━━━ Provided text ━━━
I am not part of the mobile phone culture.  That’s not to say I don’t have a mobile phone.  I do.  It’s around ten years old now and laughably old-fashioned.  It struggles to do more than make and receive calls.  But that’s fine by me – it does the job it was designed to do.  I use it when I really need to, which is about four times a year.  So, when I say I am not part of the mobile phone culture, I mean, a) although I’ve fallen into the trap, at least I can see it’s a trap and, b) I do not carry with me at all times a tiny personal computer that will wire me up to an unreal world and do absolutely everything except make a cup of tea.  And I don’t want to cohabit with a little box that knows my name.

 

We live in a technological ersatz utopia that promotes an uncontrolled insatiable appetite for new shiny gadgets, baubles and toys to gratify our increasingly short attention span.  I don’t want to be part of that.  I resist attempts by the psychologists of the cancerous advertising industry to mould me into a human silicon chip, uniform, interchangeable and imminently obsolete.  More corporate profit can be generated from a compliant infantilised society of automatons than from a diverse collection of independent thinking individuals, and the machine that makes us into automatons is insidiously invisible.  It has taken us unawares.  Throwing before us sparkly trinkets in the same way that rapacious conquerors dangled beads before the native inhabitants of new found lands, it appears to be benign but has a heart as cold as ice.

 

All we see is the glitter, as we are distracted by the whistles and bells of the consumer merry-go-round.  Mesmerised by window displays, primary colour packaging, slick advertising and the media hype that makes it all sound so must-have, so now, so necessary, we simply buy into the whole hollow urban culture package without question.  That’s the sad part – our lack of inclination to ask questions.  I suspect that’s because we don’t really want to hear the answers.
━━━
Assigned task 1:
Decide whether each statement below agrees with the mobile phone essay, answering yes or no and quoting the words of the essay that settle it. (a) The writer's phone is around ten years old. (b) The writer uses the phone about once a month. (c) The writer calls the machine that turns us into automatons plainly visible.
Assigned task 2:
Copy out everything in the mobile phone essay from "We live in a" down to "cold as ice.".
━━━ Input data ━━━
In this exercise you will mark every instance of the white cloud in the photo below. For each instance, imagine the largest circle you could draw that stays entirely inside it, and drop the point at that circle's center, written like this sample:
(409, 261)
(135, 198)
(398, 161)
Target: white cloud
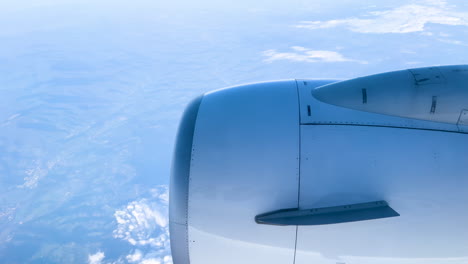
(144, 223)
(306, 55)
(403, 19)
(96, 258)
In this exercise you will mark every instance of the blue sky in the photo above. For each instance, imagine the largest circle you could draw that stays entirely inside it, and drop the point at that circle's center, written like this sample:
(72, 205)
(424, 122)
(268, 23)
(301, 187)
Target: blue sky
(92, 93)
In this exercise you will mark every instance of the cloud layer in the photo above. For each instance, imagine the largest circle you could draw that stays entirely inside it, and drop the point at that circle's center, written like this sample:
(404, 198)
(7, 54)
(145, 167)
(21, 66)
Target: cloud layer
(403, 19)
(144, 224)
(302, 54)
━━━
Task output 1:
(a) Yes: "It’s around ten years old now and laughably old-fashioned."
(b) No: "I use it when I really need to, which is about four times a year."
(c) No: "the machine that makes us into automatons is insidiously invisible."

Task output 2:
We live in a technological ersatz utopia that promotes an uncontrolled insatiable appetite for new shiny gadgets, baubles and toys to gratify our increasingly short attention span.  I don’t want to be part of that.  I resist attempts by the psychologists of the cancerous advertising industry to mould me into a human silicon chip, uniform, interchangeable and imminently obsolete.  More corporate profit can be generated from a compliant infantilised society of automatons than from a diverse collection of independent thinking individuals, and the machine that makes us into automatons is insidiously invisible.  It has taken us unawares.  Throwing before us sparkly trinkets in the same way that rapacious conquerors dangled beads before the native inhabitants of new found lands, it appears to be benign but has a heart as cold as ice.